» Fragmento del documento
********************

En la lista de los buenos, o “de los nuestros”, que se trazó el gobierno norteamericano antes de declarar la guerra contra el régimen talibán en 2002, no importaba el pasado, sino la disposición. Sobre esa premisa se basó la coalición de los dispuestos, armada al año siguiente para la guerra contra Irak.
De hablar pausado y mirada serena, Musharraf era “de los nuestros” y, por los servicios prestados desde que ordenó el cierre de los 1400 kilómetros de la frontera con Afganistán seis días después de la voladura de las Torres Gemelas, dejó de ser “un tipo peligroso” cuyas identidad y existencia desconocía Bush durante su primera campaña electoral, en 2000. Pasó a ser “un amigo” de él y de Tony Blair, pero nunca llegó a ganarse la confianza de ambos. Lejos estuvo de convencerlos con su versión “moderna e iluminada” del Islam.
El contrato era temporal. Lo admitía Musharraf, de pocos amigos y muchos enemigos. Le pregunté en diciembre de 2004, antes de un viaje de Buenos Aires a Washington, si conocía el paradero de Ben Laden. “¿Quién lo sabe? –respondió–. Yo no lo sé.” Yo tampoco y, supongo, Bush tampoco. Sólo tenía la certeza, por los interrogatorios a los que habían sido sometidos los sospechosos de pertenecer a Al-Qaeda, de que estaba vivo y de que la victoria, como el aplauso, era imposible con una sola mano. Sin la ayuda económica de los Estados Unidos, en realidad.
En casi seis años, desde los atentados de 2001, Musharraf nunca se vio apremiado por ir a la caza del terrorista más buscado del mundo, supuestamente escondido en la frontera entre su país y Afganistán. En ese lapso manejó los tiempos con destreza. Apenas se enteró del recorte de la ayuda económica de los Estados Unidos, su ejército detuvo al mullah Obaidullah, brazo derecho del mullah Omar, jefe histórico del régimen talibán.
Pudo haber sido antes. Pero el vicepresidente Dick Cheney, de visita en Islamabad en marzo, iba a anunciarle personalmente el recorte. Justo ese día. ¿Casualidad? El ejército paquistaní, a pesar de sus muertos en combate, nunca cortó los vínculos con el régimen talibán. Y Musharraf, de origen militar, no dejó de consentirlo, más allá de sus discursos contra el terrorismo. Los mullahs, al igual que Al-Qaeda, habían jurado venganza contra él mucho antes de la toma de la Mezquita Roja, en la cual murieron más de 100 personas.
La aventura de los clérigos, ciegos en su afán de declarar una revolución islámica, coincidió, esta vez, con el renovado impulso de los Estados Unidos de recortar la ayuda económica a Paquistán.

********************

» Datos proporcionados

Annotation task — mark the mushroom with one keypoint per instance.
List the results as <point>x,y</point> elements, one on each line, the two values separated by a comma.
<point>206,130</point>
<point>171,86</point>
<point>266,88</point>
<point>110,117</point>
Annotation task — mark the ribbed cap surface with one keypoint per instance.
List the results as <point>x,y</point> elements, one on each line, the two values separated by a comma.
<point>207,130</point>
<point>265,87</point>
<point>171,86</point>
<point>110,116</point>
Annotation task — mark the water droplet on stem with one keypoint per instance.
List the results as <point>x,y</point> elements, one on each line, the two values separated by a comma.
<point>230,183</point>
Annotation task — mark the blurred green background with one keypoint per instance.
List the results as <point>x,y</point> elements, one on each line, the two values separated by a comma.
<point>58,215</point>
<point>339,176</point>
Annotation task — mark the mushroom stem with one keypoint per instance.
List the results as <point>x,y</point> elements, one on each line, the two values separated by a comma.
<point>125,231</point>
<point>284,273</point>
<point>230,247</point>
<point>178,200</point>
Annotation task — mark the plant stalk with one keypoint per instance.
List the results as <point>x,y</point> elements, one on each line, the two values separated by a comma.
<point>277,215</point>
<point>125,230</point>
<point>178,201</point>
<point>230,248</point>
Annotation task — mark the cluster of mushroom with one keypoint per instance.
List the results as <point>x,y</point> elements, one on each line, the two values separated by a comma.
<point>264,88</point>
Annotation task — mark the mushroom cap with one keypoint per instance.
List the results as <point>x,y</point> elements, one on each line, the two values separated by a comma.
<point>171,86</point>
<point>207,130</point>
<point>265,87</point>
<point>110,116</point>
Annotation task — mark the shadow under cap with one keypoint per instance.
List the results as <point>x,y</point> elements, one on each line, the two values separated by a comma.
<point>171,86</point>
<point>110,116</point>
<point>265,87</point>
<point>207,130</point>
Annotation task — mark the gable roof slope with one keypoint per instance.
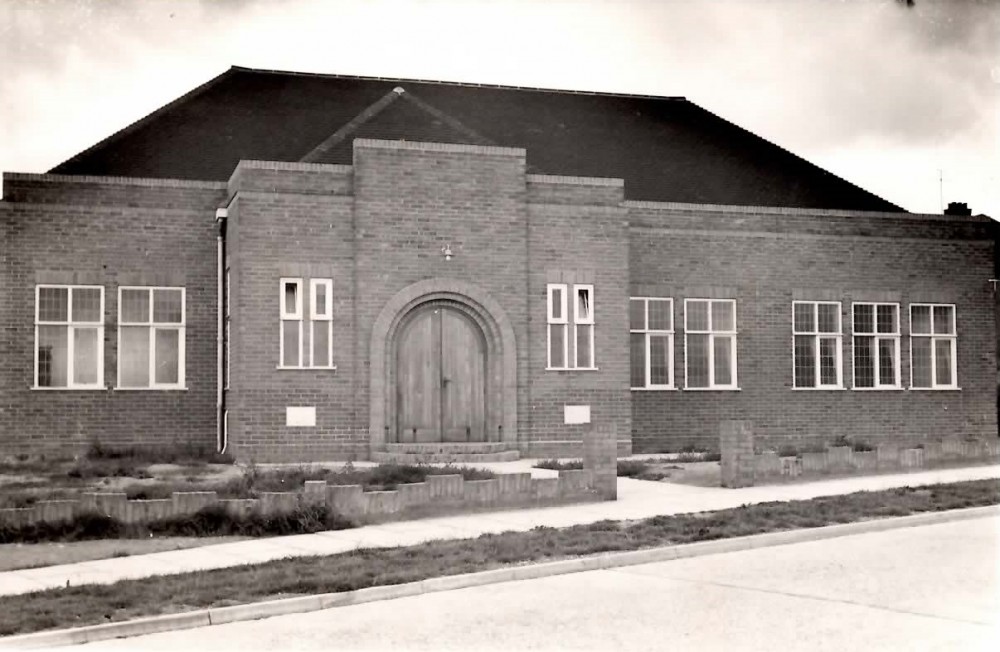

********************

» Instrucciones
1. Extrae del fragmento sobre Musharraf el pasaje que empieza con "El contrato era" y sigue hasta "Unidos, en realidad.".
2. Enumera todas las personas que el fragmento sobre Musharraf menciona por su nombre.

» Soluciones
1.
El contrato era temporal. Lo admitía Musharraf, de pocos amigos y muchos enemigos. Le pregunté en diciembre de 2004, antes de un viaje de Buenos Aires a Washington, si conocía el paradero de Ben Laden. “¿Quién lo sabe? –respondió–. Yo no lo sé.” Yo tampoco y, supongo, Bush tampoco. Sólo tenía la certeza, por los interrogatorios a los que habían sido sometidos los sospechosos de pertenecer a Al-Qaeda, de que estaba vivo y de que la victoria, como el aplauso, era imposible con una sola mano. Sin la ayuda económica de los Estados Unidos, en realidad.

2. Musharraf, Bush, Tony Blair, Ben Laden, el mullah Obaidullah, el mullah Omar y Dick Cheney.